_WHAT NEEDS TO BE DONE_:
Please print every one of the records below word for word, leaving the pictures out of your answer.

_THE INPUT_:
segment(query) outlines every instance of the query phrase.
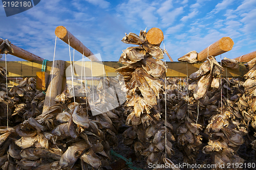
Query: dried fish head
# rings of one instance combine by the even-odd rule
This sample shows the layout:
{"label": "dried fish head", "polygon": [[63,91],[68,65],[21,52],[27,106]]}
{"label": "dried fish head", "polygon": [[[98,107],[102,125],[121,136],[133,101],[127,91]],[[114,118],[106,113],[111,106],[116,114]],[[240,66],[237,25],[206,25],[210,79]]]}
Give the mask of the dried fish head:
{"label": "dried fish head", "polygon": [[211,83],[212,77],[210,74],[203,76],[198,81],[193,92],[195,99],[197,100],[204,98],[206,95],[207,91]]}
{"label": "dried fish head", "polygon": [[85,142],[78,142],[69,147],[67,151],[61,155],[59,159],[59,165],[61,167],[71,167],[76,162],[83,151],[91,147]]}
{"label": "dried fish head", "polygon": [[178,58],[178,61],[185,61],[189,63],[195,63],[198,61],[197,60],[197,53],[195,51],[193,51]]}
{"label": "dried fish head", "polygon": [[145,58],[141,60],[142,67],[147,74],[155,78],[162,78],[166,76],[167,65],[163,61],[154,58]]}
{"label": "dried fish head", "polygon": [[224,57],[224,59],[221,60],[222,65],[223,65],[224,67],[234,69],[237,69],[239,67],[239,64],[238,64],[238,60],[229,59],[226,57]]}
{"label": "dried fish head", "polygon": [[132,33],[130,33],[128,35],[125,33],[125,36],[121,41],[127,44],[137,45],[142,44],[145,41],[144,38],[141,38],[141,37],[140,37],[137,35]]}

_TASK OUTPUT_:
segment(query) outlines every instance of the query phrase.
Query: dried fish head
# rings of one instance combine by the even-odd rule
This sample shows the layout:
{"label": "dried fish head", "polygon": [[63,91],[68,65],[21,52],[27,106]]}
{"label": "dried fish head", "polygon": [[[98,107],[102,125],[121,136],[133,101],[127,91]],[[114,118],[106,113],[111,106],[116,114]],[[240,66],[237,25],[206,25],[210,79]]]}
Give the mask of the dried fish head:
{"label": "dried fish head", "polygon": [[211,83],[212,77],[210,74],[203,76],[198,81],[193,92],[195,99],[197,100],[204,98],[206,95],[207,91]]}
{"label": "dried fish head", "polygon": [[85,142],[78,142],[69,147],[67,151],[61,155],[59,159],[59,165],[61,167],[71,167],[76,162],[83,151],[91,147]]}
{"label": "dried fish head", "polygon": [[178,58],[178,61],[185,61],[189,63],[195,63],[198,61],[197,60],[197,53],[195,51],[193,51]]}
{"label": "dried fish head", "polygon": [[145,58],[141,60],[142,67],[147,74],[155,78],[162,78],[166,76],[167,65],[163,61],[154,58]]}
{"label": "dried fish head", "polygon": [[224,57],[224,59],[221,60],[222,65],[223,65],[224,67],[234,69],[237,69],[239,67],[239,64],[238,64],[238,60],[229,59],[226,57]]}
{"label": "dried fish head", "polygon": [[132,33],[130,33],[128,35],[125,33],[125,36],[121,41],[127,44],[137,45],[142,44],[145,41],[144,38],[141,38],[141,37],[140,37],[137,35]]}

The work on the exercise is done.